Quoted passage >>
···

Where Is the Off-Ramp From All This State Violence?

It’s hard to think of a parallel effort in US history to build a domestic agency of violence specialists at the scale of ICE.

As as of October 2025, ICE has increased its weapons spending by some 600 percent in comparison to 2024. (Mostafa Bassim / Anadolu via Getty Images)

What work does it do, the spectacular and superfluous excess of Immigration and Customs Enforcement (ICE) violence, cruelty, and killing on the streets of Los Angeles, Chicago, and most recently Minneapolis? As much as its immediate political and psychological ends are evident, the violence’s enduring effects on the arc of future democratic, emancipatory political projects remains elusive, because we are not yet asking the right questions about how an emboldened ICE might change the possibilities for democratic self-rule.

There is a direct political payoff from exemplary state violence. The brutality and risk of violent death, long the bitter heritage of ghettoized communities of color, offers the president’s supporters a psychological payoff: all of their enemies, even those who believed themselves immune, can be at its receiving end. That resentment has spilled over after the murder of Renee Good into a more generalized anger against white women, despite the value of that demographic to the MAGA coalition. Such irrational hatred suggest an emotional surge that overflows its motivating political logic.

There is a second, more sinister logic at work: today’s violence is accompanied by a refrain of ostentatious, obviously false gaslighting. Hence, when ICE’s erstwhile “commander at large” Greg Bovino trumpets his troops’ “lawful” and “professional” conduct at a Minneapolis press conference, it’s hard to believe he doesn’t know he’s lying. When the term “domestic terrorist” is thrown at intensive care unit nurse Alex Pretti before his blood is dry on the sidewalk, and when widely available videos give the lie to that slander, one might wonder who takes such talk seriously.

Set aside the fact that this rhetoric determines the pace of reporting within the MAGA-aligned media ecosystem, which includes Fox News. It’s possible that the self-evident lies about moral atrocities help build a perverse kind of political community. Lying blatantly to the public, then daring the faithful to show their fealty by genuflecting before the leaders’ traducing of the truth, is a way of reinforcing a political identity. Performative violence that echoes actual brutality may be a particularly effective, even supercharged, way to reaffirm and deepen the political bonds that make brutalization an attractive political strategy in the first place. In effect, it sends the message that certain people are so deserving of hate that even in death they do not warrant the truth.

···

Data rows >>
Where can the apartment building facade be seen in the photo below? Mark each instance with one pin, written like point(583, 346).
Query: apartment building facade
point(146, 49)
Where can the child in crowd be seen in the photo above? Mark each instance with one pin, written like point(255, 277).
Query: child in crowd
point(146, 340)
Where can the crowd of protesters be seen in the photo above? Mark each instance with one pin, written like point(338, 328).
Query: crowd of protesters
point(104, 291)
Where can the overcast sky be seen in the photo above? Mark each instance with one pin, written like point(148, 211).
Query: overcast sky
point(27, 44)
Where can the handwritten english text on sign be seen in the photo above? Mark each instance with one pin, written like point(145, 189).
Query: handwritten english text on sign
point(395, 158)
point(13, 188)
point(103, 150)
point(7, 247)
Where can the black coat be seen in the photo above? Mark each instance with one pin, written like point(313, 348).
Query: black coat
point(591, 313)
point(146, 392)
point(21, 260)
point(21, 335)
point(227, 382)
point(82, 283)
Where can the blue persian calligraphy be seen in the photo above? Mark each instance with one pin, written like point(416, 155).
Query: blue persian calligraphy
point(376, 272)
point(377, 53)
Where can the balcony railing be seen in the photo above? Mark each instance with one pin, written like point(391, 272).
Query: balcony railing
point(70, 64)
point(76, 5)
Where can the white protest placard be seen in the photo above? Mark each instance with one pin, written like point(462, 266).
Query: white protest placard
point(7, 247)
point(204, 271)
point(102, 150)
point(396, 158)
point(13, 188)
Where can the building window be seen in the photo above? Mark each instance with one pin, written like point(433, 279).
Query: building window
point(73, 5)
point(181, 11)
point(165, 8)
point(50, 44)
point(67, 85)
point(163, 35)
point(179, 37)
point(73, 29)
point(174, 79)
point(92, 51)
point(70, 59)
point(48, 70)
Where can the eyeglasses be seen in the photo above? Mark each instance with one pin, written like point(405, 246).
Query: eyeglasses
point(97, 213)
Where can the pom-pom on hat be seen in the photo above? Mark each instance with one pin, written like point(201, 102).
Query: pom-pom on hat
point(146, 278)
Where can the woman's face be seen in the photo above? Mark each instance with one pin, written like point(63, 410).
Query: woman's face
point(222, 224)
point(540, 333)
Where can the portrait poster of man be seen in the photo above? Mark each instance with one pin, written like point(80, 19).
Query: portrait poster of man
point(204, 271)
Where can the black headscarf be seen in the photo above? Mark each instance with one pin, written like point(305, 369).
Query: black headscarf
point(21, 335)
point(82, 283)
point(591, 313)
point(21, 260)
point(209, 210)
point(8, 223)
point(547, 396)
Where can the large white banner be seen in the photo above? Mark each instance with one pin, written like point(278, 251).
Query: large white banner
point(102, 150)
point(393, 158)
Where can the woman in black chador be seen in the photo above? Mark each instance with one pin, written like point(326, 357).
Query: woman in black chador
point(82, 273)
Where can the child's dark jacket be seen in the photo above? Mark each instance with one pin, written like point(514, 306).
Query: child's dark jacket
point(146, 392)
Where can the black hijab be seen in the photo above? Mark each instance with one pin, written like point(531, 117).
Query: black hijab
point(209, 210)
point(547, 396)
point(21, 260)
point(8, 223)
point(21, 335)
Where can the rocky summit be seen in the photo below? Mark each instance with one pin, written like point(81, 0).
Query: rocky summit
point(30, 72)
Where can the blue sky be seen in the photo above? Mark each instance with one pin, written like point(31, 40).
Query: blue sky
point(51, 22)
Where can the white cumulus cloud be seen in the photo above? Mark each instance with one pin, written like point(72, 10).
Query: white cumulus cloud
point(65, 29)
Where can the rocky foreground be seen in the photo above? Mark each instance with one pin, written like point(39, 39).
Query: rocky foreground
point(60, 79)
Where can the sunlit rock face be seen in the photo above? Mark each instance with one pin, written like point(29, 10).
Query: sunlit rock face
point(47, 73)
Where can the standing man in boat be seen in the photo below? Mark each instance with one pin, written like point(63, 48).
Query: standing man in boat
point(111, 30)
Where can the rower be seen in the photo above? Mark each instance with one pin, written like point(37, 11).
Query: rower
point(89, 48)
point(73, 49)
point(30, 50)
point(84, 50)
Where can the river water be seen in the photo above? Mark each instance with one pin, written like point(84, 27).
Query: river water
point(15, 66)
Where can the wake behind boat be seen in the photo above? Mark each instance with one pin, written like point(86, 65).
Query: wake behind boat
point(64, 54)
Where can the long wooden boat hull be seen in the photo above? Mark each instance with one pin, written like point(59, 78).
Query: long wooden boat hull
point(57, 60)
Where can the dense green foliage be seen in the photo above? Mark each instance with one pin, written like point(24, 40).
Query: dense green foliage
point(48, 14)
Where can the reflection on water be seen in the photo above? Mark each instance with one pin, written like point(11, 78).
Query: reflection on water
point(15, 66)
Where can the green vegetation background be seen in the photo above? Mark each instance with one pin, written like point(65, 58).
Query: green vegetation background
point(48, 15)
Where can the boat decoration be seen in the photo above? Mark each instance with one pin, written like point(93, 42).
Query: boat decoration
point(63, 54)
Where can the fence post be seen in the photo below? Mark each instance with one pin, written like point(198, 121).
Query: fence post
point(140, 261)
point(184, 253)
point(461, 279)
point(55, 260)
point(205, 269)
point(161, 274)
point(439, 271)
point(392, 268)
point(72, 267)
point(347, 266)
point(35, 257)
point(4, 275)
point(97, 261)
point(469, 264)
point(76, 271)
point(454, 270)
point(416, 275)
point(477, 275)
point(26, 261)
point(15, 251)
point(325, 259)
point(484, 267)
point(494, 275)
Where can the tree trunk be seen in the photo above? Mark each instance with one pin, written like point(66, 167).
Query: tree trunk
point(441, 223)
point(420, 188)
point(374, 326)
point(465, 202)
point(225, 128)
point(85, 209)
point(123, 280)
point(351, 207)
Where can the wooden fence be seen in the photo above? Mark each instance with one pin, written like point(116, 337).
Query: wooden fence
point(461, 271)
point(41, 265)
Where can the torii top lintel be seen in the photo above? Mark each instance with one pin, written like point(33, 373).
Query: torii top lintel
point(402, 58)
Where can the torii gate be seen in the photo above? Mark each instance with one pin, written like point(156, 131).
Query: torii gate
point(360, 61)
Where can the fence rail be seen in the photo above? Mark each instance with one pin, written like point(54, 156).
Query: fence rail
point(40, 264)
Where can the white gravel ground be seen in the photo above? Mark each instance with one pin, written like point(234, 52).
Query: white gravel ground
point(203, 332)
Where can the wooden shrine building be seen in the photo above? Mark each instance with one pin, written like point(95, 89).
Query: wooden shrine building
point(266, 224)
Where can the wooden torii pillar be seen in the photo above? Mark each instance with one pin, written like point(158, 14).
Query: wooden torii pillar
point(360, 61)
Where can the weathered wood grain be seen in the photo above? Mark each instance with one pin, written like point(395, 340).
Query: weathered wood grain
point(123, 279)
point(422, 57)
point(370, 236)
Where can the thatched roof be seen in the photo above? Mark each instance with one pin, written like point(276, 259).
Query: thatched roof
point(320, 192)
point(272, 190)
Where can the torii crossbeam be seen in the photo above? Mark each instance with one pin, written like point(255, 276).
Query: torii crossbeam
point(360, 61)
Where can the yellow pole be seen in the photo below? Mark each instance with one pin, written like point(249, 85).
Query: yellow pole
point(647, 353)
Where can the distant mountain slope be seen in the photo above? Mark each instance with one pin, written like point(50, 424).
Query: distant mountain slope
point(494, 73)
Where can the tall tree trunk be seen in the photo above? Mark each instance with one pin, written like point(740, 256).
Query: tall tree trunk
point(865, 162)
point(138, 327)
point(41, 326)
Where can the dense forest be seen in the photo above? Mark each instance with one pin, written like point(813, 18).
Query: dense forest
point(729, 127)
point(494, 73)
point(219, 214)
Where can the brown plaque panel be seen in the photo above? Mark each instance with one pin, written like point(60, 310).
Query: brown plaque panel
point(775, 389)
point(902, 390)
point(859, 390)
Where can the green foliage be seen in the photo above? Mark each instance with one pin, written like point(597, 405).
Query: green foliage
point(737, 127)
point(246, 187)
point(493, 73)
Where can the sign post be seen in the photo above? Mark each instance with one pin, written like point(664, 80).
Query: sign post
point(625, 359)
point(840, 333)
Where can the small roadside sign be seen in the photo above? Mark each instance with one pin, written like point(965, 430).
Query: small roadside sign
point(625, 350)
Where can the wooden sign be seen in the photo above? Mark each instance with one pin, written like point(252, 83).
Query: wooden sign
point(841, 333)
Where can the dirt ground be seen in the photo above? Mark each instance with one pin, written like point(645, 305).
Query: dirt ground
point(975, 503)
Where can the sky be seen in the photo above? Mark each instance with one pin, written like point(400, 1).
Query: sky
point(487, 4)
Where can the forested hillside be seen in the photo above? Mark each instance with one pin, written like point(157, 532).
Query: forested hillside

···

Given problem >> Reproduce the article on ICE violence from "Where Is the" up to and including "for democratic self-rule.", swapping "spectacular" for "conspicuous".

Complete response >>
Where Is the Off-Ramp From All This State Violence?

It’s hard to think of a parallel effort in US history to build a domestic agency of violence specialists at the scale of ICE.

As as of October 2025, ICE has increased its weapons spending by some 600 percent in comparison to 2024. (Mostafa Bassim / Anadolu via Getty Images)

What work does it do, the conspicuous and superfluous excess of Immigration and Customs Enforcement (ICE) violence, cruelty, and killing on the streets of Los Angeles, Chicago, and most recently Minneapolis? As much as its immediate political and psychological ends are evident, the violence’s enduring effects on the arc of future democratic, emancipatory political projects remains elusive, because we are not yet asking the right questions about how an emboldened ICE might change the possibilities for democratic self-rule.